In een proefdieronderzoek is nagegaan of er revascularisatie optreedt na autotransplantatie en cryopreservatie van gebitselementen als het oorspronkelijke pulpaweefsel uit het te transplanteren gebitselement wordt weggenomen, juist voor het invriezen.
Histologisch is onderzocht welk soort weefsel er in de lege pulpakamer van het getransplanteerde gebitselement groeit.
Verder is onderzocht of het wegnemen van het oorspronkelijke pulpaweefsel bevorderend of contraproductief werkt op de revascularisatie en ingroei van nieuw weefsel in de pulpakamer na de transplantatie, en of er een kritische diameter bestaat van het apicale foramen om ingroei in de pulpakamer na transplantatie toe te laten.

· · · ·

■ Oefeningen ■
**a)** Schrijf een deel van het tekstfragment letterlijk over: begin bij de woorden "In een proefdieronderzoek" en stop na de woorden "voor het invriezen.".
**b)** Beantwoord de volgende vragen over het tekstfragment.
(i) Wat werd er juist voor het invriezen uit het te transplanteren gebitselement weggenomen?
(ii) Op welke manier werd onderzocht welk soort weefsel in de lege pulpakamer groeit?
(iii) Van welke opening werd nagegaan of er een kritische diameter bestaat?
De data hebben niets met het tekstfragment te maken.

· · · ·

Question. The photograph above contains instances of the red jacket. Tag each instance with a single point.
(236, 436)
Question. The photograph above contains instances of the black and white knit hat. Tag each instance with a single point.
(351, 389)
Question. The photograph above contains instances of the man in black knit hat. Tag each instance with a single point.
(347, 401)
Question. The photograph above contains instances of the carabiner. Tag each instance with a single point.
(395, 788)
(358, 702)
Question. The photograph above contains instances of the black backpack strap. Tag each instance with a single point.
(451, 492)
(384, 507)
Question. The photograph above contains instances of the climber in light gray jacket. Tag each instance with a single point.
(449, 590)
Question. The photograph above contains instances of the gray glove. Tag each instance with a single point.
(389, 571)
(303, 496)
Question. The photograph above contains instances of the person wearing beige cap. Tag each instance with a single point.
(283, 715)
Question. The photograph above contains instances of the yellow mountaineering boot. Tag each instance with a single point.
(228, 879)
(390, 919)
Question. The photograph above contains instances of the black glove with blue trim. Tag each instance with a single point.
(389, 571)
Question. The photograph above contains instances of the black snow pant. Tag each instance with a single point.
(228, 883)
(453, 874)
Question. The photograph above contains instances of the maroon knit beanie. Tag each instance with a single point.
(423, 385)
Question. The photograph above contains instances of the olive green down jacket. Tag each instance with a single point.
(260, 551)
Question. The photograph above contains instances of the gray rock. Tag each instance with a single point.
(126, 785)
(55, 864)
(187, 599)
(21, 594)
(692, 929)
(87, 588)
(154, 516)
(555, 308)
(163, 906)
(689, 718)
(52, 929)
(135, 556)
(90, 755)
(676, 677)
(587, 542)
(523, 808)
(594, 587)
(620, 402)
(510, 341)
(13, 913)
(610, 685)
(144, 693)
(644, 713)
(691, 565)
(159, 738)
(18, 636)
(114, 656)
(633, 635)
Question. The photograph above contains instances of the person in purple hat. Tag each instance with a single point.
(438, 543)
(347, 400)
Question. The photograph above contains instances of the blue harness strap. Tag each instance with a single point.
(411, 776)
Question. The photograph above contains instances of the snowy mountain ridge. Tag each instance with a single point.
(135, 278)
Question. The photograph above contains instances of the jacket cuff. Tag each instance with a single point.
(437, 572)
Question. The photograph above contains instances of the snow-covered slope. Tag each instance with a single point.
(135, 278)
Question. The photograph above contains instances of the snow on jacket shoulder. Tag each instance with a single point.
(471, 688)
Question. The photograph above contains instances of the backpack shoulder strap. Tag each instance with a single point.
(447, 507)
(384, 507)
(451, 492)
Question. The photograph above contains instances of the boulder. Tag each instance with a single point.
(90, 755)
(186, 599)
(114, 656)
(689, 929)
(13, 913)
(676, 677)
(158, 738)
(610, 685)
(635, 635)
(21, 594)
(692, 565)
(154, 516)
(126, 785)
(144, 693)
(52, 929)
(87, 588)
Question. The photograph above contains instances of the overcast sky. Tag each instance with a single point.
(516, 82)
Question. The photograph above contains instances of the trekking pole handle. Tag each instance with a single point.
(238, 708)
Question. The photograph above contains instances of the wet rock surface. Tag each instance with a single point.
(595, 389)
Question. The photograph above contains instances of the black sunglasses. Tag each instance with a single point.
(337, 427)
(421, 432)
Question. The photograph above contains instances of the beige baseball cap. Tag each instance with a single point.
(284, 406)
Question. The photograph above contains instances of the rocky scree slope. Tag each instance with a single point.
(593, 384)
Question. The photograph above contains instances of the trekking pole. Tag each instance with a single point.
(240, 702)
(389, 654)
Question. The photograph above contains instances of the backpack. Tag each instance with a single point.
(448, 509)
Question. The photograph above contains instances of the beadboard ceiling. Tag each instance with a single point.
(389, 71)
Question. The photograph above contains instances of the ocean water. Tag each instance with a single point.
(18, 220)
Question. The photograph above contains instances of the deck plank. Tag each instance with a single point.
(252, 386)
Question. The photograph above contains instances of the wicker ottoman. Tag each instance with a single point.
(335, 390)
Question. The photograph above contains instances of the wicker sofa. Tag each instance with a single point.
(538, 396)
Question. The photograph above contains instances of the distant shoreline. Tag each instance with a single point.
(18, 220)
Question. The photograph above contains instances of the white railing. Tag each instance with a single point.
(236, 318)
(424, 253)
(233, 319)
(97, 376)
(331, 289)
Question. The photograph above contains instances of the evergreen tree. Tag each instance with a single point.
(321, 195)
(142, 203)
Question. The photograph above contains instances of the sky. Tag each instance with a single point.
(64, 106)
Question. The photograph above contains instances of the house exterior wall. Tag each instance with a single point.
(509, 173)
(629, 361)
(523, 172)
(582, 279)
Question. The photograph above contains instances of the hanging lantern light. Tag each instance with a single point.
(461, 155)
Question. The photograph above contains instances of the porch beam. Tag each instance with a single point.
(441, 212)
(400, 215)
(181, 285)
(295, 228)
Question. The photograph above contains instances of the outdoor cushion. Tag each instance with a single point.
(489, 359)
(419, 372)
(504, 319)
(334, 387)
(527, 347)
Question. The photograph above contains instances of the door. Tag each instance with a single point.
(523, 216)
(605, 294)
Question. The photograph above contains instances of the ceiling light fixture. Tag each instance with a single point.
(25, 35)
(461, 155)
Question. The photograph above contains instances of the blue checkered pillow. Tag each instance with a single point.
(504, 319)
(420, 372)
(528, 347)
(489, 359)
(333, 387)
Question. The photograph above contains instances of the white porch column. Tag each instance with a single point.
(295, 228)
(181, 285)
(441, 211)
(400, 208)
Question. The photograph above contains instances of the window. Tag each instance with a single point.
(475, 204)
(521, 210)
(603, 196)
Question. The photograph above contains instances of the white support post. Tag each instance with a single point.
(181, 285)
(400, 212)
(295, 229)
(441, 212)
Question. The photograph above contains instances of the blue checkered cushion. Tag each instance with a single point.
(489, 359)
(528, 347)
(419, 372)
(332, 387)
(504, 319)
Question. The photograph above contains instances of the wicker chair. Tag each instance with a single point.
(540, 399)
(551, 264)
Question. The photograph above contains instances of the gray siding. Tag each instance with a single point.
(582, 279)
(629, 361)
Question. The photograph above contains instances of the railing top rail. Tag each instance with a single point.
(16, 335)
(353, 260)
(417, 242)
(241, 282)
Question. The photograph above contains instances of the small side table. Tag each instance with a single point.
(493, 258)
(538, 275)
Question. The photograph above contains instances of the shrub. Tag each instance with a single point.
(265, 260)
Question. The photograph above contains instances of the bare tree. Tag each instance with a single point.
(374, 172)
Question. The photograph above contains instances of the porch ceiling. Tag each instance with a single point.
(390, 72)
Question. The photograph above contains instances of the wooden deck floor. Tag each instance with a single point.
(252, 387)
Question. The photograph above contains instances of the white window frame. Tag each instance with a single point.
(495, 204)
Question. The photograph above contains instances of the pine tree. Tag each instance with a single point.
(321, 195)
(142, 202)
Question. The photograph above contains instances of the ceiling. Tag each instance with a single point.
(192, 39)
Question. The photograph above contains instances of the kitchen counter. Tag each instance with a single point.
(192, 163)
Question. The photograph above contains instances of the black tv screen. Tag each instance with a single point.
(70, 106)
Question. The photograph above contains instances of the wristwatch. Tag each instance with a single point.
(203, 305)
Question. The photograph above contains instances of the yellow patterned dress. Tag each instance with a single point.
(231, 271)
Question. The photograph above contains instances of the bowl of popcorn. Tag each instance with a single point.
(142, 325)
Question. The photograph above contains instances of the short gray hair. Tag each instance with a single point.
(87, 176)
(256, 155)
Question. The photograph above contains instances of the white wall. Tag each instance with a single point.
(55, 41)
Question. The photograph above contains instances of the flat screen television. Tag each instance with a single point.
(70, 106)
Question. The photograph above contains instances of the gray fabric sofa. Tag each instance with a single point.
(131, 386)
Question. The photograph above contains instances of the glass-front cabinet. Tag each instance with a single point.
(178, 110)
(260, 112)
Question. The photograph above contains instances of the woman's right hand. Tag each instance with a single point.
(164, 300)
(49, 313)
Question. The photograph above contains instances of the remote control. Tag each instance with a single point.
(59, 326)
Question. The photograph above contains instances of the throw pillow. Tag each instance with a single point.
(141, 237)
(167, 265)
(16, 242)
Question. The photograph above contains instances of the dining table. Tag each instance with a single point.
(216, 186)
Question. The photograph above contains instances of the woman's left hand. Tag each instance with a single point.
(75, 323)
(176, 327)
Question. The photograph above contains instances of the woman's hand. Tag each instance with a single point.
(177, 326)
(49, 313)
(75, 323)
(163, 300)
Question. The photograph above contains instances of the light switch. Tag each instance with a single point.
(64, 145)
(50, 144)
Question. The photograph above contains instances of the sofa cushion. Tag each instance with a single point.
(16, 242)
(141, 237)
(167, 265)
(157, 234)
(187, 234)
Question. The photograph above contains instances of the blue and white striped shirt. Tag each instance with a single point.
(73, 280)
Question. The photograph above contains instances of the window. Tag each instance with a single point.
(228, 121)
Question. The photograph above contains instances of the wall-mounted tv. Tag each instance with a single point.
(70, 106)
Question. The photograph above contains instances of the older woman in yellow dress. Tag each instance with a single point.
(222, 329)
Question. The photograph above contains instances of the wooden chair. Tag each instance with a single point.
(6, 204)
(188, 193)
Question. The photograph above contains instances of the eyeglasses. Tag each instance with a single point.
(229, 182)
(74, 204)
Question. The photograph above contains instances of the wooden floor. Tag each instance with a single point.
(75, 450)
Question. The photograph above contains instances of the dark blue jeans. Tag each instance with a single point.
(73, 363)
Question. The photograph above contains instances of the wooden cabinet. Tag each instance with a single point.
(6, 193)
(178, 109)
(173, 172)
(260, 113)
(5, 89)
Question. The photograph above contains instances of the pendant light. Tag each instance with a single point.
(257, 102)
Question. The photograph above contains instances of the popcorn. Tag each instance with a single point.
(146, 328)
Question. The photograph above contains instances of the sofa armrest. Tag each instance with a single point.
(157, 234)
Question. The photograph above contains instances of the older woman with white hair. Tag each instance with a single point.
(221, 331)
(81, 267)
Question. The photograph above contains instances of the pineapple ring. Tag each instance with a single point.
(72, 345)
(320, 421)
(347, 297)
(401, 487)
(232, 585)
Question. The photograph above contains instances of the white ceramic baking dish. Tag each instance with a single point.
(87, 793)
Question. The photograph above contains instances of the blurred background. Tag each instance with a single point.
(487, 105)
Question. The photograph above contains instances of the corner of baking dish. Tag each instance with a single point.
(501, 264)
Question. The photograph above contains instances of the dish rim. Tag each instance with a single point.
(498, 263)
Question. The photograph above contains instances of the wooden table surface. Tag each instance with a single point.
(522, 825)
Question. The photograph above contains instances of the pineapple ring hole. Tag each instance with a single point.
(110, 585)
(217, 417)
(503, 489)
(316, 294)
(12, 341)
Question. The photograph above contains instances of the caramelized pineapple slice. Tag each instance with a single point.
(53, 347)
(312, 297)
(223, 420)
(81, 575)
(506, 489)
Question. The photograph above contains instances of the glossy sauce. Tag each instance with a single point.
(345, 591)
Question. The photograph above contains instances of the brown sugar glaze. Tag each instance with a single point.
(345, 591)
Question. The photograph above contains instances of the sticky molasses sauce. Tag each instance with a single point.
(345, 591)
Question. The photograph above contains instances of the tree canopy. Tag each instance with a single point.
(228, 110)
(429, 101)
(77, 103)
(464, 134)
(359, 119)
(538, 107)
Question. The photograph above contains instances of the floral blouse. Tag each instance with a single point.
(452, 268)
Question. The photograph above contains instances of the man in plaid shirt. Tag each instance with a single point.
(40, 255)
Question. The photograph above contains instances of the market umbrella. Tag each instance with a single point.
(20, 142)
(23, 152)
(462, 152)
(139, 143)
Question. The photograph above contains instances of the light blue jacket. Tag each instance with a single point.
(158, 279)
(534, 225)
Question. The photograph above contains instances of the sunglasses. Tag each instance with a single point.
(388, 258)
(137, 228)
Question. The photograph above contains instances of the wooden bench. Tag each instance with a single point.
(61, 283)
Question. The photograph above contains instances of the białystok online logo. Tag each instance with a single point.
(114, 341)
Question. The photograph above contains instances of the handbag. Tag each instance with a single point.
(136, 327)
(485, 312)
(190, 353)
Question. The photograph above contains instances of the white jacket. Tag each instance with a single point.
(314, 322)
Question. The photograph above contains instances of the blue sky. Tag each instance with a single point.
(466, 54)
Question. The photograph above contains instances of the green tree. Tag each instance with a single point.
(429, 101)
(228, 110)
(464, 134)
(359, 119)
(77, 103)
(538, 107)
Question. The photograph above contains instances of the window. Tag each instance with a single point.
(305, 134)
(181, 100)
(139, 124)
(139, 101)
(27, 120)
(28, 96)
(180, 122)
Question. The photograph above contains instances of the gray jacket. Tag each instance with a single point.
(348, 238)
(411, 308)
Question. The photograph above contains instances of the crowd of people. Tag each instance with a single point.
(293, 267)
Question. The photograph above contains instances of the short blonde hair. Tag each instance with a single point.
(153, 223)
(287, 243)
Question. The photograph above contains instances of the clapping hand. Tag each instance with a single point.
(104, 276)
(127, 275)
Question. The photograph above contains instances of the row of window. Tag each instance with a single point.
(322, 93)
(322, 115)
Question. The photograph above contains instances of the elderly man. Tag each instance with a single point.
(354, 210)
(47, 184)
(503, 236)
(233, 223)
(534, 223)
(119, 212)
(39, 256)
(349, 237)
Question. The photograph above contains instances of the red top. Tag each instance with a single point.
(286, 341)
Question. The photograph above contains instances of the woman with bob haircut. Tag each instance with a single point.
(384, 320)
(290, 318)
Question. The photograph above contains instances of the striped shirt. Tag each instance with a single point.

· · · ·

■ Antwoorden op volgorde ■
**a)**
In een proefdieronderzoek is nagegaan of er revascularisatie optreedt na autotransplantatie en cryopreservatie van gebitselementen als het oorspronkelijke pulpaweefsel uit het te transplanteren gebitselement wordt weggenomen, juist voor het invriezen.

**b)**
(i) Het oorspronkelijke pulpaweefsel.
(ii) Histologisch.
(iii) Het apicale foramen.